** WRITTEN EXERCISE **
Rewrite everything from the line containing "the woman's blonde" down to the end of the data as a numbered list, leaving out any blank lines.

* start ITEMS *

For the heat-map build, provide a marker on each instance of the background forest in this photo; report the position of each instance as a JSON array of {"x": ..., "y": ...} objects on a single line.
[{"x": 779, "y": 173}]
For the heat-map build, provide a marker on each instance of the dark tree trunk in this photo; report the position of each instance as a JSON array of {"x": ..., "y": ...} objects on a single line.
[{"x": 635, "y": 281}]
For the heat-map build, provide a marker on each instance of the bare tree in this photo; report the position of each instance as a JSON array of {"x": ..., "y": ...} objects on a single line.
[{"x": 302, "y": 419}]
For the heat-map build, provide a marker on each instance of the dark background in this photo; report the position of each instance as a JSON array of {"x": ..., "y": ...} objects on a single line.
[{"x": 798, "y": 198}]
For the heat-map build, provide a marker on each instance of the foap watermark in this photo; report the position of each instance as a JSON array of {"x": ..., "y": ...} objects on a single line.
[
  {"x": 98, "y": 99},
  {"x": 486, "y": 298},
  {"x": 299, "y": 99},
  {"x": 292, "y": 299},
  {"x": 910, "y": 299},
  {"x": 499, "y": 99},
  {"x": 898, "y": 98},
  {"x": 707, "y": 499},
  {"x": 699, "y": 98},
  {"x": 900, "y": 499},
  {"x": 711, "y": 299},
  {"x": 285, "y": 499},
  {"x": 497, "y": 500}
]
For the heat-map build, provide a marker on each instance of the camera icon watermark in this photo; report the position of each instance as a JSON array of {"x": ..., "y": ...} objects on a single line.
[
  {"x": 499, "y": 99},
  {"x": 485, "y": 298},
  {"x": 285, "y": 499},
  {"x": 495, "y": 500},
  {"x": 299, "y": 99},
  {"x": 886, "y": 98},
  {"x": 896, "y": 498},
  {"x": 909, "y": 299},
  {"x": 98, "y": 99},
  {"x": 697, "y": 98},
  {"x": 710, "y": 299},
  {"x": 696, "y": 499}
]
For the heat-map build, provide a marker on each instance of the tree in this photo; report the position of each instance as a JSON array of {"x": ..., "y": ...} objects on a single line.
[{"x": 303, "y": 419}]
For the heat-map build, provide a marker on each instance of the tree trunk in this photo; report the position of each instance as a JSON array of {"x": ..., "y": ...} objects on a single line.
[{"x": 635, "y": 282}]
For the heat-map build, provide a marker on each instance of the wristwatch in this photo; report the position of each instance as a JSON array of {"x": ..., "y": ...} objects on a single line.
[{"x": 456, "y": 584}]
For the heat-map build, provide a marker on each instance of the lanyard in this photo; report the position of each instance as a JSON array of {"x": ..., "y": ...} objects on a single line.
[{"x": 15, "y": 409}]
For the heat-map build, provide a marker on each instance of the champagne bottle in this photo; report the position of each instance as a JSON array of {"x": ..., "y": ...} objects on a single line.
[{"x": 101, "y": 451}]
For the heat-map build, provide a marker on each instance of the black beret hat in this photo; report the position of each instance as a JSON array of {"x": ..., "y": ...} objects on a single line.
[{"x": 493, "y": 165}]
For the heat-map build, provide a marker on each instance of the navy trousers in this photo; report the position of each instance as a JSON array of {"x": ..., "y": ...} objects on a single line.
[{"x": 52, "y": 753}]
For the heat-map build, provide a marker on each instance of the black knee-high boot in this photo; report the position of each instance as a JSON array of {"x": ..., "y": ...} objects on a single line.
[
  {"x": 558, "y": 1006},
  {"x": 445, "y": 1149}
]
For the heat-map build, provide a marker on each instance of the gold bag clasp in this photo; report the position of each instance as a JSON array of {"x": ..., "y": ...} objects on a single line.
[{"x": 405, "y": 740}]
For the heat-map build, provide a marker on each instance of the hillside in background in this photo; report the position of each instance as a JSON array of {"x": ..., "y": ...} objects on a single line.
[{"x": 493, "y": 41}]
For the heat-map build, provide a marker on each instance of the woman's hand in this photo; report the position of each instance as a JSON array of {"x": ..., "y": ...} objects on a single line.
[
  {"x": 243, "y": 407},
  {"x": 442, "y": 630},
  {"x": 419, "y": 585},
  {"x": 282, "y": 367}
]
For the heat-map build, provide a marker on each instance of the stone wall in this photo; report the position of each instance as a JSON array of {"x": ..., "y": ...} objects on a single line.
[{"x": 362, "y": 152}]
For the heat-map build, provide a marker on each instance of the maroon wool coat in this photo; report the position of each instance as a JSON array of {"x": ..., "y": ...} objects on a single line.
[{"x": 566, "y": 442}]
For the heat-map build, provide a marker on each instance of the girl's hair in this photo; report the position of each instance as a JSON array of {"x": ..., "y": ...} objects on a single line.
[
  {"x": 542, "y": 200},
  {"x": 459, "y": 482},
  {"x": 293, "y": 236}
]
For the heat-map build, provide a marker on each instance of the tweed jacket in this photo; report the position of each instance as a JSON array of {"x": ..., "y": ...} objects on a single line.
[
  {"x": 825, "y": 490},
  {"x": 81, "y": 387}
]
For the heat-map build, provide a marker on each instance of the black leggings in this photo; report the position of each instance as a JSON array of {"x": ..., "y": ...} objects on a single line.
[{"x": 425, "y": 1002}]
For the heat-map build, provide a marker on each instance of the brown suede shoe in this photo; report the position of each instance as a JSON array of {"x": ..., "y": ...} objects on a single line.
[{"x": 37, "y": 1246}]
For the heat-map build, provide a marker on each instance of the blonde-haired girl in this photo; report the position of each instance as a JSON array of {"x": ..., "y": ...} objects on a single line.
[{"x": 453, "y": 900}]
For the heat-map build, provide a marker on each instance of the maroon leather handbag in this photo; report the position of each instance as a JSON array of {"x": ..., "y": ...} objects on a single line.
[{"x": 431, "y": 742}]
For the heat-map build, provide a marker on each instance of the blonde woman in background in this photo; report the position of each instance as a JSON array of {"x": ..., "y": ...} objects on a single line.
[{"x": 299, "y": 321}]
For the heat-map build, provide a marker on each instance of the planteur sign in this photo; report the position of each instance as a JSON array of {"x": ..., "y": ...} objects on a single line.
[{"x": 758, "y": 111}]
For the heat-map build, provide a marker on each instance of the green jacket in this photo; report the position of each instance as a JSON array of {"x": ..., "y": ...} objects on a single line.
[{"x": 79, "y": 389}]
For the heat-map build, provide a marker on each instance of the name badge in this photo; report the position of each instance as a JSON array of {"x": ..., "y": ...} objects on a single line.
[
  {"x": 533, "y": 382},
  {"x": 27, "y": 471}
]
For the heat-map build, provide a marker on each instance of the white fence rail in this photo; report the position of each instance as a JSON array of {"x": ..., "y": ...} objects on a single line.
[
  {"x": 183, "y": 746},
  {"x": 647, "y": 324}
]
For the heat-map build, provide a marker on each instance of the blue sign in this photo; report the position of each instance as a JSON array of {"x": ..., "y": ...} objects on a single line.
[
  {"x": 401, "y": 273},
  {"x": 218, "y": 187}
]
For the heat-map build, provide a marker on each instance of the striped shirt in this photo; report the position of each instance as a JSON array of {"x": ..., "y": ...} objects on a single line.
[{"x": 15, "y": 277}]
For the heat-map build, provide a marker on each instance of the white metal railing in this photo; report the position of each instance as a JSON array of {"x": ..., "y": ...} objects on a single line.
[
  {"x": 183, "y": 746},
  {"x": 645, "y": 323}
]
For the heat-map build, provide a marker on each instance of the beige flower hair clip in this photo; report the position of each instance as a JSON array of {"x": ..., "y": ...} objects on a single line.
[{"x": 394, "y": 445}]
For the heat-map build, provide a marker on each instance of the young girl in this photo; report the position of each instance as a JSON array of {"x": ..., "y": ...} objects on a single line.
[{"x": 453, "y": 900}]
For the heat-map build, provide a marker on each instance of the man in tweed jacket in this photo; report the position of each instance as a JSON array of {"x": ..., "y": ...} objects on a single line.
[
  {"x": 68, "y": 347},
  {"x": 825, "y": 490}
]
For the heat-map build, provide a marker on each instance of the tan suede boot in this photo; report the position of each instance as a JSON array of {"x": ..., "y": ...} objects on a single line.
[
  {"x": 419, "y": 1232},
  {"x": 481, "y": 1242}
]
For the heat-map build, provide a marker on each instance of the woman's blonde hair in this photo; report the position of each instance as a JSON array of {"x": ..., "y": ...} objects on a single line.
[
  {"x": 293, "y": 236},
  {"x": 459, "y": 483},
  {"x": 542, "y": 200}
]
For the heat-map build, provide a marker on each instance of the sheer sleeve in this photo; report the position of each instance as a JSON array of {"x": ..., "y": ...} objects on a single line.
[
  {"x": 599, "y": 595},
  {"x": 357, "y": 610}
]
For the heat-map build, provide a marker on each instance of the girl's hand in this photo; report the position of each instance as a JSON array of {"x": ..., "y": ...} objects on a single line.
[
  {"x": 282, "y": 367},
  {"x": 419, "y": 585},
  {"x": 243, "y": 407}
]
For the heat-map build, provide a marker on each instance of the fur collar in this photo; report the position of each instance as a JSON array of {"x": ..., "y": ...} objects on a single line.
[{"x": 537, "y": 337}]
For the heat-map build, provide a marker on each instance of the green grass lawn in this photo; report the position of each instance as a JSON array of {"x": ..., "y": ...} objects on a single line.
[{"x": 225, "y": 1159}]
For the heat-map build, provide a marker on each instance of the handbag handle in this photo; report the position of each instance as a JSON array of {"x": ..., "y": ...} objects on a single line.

* end ITEMS *

** WRITTEN ANSWER **
1. For the heat-map build, provide a marker on each instance of the woman's blonde hair in this photo; report the position of each instance as a JSON array of {"x": ..., "y": ...} objects on a single line.
2. [
3.   {"x": 293, "y": 236},
4.   {"x": 459, "y": 483},
5.   {"x": 542, "y": 200}
6. ]
7. For the heat-map build, provide a marker on each instance of the sheer sleeve in this photo; report the position of each instance as a JSON array of {"x": ..., "y": ...} objects on a single line.
8. [
9.   {"x": 599, "y": 595},
10.   {"x": 357, "y": 610}
11. ]
12. For the heat-map build, provide a marker on each instance of the girl's hand in this photo; report the position of each instance as a JSON array of {"x": ..., "y": ...} objects on a single line.
13. [
14.   {"x": 282, "y": 367},
15.   {"x": 419, "y": 585},
16.   {"x": 243, "y": 407}
17. ]
18. For the heat-map build, provide a marker on each instance of the fur collar in this photo; report the position of each instance as a JSON array of {"x": ..., "y": ...} objects on a single line.
19. [{"x": 537, "y": 337}]
20. For the heat-map build, provide a marker on each instance of the green grass lawn in this photo; report the position of each instance as a JSON array of {"x": ..., "y": ...} objects on a single line.
21. [{"x": 225, "y": 1159}]
22. For the heat-map build, provide a marker on each instance of the handbag handle in this photo; report the position of each instance as a JSON array of {"x": ..., "y": ...} objects on a single line.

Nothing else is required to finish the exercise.